**WHAT IS EXPECTED**
Continue the passage about the painted rocks linked to Amalivacà and the symbols sent to Humboldt, starting right after its last sentence.

**DOCUMENT SEGMENT**
===
In vol. 2, p. 234 he mentions the petroglyphs: "About eight miles from Ecaramada, there is a rock called Tepu merème, that is, the painted stone. I thought I would see some memorable stone there, and, eager to clarify, I went to see it. But as far as I could see, the paintings they have on the ceiling of the aforementioned rock are nothing but rough outlines, made in ancient times with some kind of stone, and have no appearance of letters. The Indians do not give them any meaning, and only say that they are made by Amalivacà, who they consider their god."


A paper describes the site of Amalivaca Cave (Tarble de Scaramelli, Kay, and Franz Scaramelli. 2021. Cueva de Amalivaca: Tradición y memoria. Boletín Antropológico 39: 35–65) with images of the rock art and details about its location, age, use, and interpretation of the symbols.


In 1810 Humboldt wrote a letter to a French colleague with the symbols that a friar named Juan Ramón Bueno had sent him, copied from rocks in Urbana, very close to the Gilli's Jesuit Mission site. These symbols, pictured below, were incised into hard granite rock, and Humboldt asked his colleague for help, as he wanted to decipher them. See this Paper in Spanish about this script, with Humboldt's letter. Also read his comments with a plate showing the script (French) in his book "Vues des Cordilleres, et monumens des peuples indigenes de l'Amérique", Humboldt, p.61.
===
**RECORDS SHOWN**
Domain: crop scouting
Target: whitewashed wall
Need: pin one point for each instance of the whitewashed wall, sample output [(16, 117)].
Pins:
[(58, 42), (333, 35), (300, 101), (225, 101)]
===
**RESULT FOR THIS TASK**
Punic letters?


In "Vues des Cordilleres..." Humboldt wrote the following: "One might recognize in these characters some resemblance to the Phoenician alphabet; but I strongly doubt that the good monk, who seemed to take little interest in this supposed inscription, copied it with great care. It is quite remarkable that, of the seven characters, none is repeated more than once: I had them engraved only to focus the attention of scholars who may one day visit the forests of Guiana on such a worthy subject." (p. 61


urbana rock symbols
Urbana, Venezuela: Symbols in rock art

Humboldt continues: "It is quite remarkable, moreover, that this same wild and deserted region, in which Father Bueno believed he saw letters engraved on the granite, presents a great number of rocks which, at extraordinary heights, are covered with figures of animals, representations of the sun, the moon, and the stars, and other signs that are perhaps hieroglyphic. The natives recount that their ancestors, in the time of the great floods, reached the summit of these mountains by canoe, and that at that time the stones were still in such a soft state that men were able to trace lines on them with their fingers. This tradition suggests a horde whose culture is quite different from that of the people who preceded them: it reveals a complete ignorance of the use of the chisel and any other metal tool."


The Transoceanic Implications of Amalivaca


The deluge myth appears to be universal, it is mentioned by different cultures around the world, and probably reflects the flooding of coastal plains during the period following the end of the last Ice Age when areas like doggerland, the Black Sea, and the Sunda shelf were submerged by the rapid sea-level rise provoked by large-scale ice melt.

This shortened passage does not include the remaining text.